*** Opening The data ***

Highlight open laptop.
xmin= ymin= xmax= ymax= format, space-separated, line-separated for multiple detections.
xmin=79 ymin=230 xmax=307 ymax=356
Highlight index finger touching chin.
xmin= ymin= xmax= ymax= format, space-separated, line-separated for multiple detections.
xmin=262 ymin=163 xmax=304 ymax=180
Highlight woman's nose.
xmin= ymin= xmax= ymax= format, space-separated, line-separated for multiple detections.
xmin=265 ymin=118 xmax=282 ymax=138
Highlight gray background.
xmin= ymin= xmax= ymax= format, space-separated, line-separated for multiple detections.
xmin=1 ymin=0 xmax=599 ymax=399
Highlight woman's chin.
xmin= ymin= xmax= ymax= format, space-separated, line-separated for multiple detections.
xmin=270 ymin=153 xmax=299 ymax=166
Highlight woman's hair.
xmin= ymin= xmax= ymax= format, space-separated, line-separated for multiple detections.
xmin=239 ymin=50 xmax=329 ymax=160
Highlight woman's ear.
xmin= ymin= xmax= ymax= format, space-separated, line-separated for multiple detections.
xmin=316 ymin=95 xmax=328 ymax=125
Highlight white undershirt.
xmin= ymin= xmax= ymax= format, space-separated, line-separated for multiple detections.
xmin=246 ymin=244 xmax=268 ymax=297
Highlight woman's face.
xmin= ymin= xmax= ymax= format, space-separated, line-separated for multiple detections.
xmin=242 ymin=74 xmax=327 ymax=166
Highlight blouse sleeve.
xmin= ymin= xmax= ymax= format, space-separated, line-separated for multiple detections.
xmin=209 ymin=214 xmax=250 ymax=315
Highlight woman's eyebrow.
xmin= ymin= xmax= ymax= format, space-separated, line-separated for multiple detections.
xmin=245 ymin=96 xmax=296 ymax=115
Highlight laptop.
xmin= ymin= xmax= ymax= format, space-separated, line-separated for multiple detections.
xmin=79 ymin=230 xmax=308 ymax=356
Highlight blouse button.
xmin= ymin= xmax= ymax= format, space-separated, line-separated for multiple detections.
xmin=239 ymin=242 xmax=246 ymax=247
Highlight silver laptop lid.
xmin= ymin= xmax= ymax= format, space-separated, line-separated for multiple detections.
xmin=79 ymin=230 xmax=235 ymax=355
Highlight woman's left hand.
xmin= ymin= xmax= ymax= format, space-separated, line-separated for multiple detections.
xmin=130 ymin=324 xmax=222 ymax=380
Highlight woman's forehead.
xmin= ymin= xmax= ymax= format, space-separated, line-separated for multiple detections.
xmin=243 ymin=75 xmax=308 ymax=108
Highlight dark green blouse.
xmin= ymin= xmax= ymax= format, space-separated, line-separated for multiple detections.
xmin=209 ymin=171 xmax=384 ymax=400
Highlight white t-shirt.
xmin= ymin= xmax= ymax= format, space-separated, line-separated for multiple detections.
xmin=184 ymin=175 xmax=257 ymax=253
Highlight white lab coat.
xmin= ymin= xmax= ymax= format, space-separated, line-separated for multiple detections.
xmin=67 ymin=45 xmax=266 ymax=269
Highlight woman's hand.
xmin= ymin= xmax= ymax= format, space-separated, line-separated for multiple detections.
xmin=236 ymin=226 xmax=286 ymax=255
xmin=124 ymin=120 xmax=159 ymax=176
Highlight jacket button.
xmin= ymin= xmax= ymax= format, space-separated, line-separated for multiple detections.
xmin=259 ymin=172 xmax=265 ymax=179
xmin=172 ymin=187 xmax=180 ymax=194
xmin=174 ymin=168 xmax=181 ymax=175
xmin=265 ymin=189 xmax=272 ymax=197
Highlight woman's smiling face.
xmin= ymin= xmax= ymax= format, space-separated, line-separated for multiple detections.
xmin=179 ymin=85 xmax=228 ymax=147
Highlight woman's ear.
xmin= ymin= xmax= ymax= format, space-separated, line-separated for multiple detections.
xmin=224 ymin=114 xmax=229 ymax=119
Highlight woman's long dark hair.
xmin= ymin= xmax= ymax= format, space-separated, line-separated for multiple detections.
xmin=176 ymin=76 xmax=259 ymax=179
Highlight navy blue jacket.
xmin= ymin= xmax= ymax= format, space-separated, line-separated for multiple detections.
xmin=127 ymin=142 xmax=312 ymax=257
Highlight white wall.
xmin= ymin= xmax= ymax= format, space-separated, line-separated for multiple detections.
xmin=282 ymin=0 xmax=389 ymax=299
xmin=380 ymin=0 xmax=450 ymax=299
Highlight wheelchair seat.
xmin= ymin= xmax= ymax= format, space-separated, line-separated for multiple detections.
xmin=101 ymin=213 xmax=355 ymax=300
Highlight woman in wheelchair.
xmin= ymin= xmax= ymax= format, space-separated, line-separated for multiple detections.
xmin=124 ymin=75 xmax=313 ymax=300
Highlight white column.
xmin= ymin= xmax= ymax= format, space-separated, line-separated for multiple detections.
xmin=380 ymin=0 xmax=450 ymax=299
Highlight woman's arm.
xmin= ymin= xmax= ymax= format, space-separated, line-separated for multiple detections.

*** Closing The data ***

* What you need to do *
The span to give again runs from the line with "Highlight wheelchair seat." through the last line of the records above; reproduce it exactly and nothing more.

* Output below *
Highlight wheelchair seat.
xmin= ymin= xmax= ymax= format, space-separated, line-separated for multiple detections.
xmin=101 ymin=213 xmax=355 ymax=300
Highlight woman in wheelchair.
xmin= ymin= xmax= ymax= format, space-separated, line-separated for multiple detections.
xmin=124 ymin=75 xmax=313 ymax=300
Highlight white column.
xmin= ymin= xmax= ymax= format, space-separated, line-separated for multiple detections.
xmin=380 ymin=0 xmax=450 ymax=299
Highlight woman's arm.
xmin= ymin= xmax= ymax= format, space-separated, line-separated for multiple detections.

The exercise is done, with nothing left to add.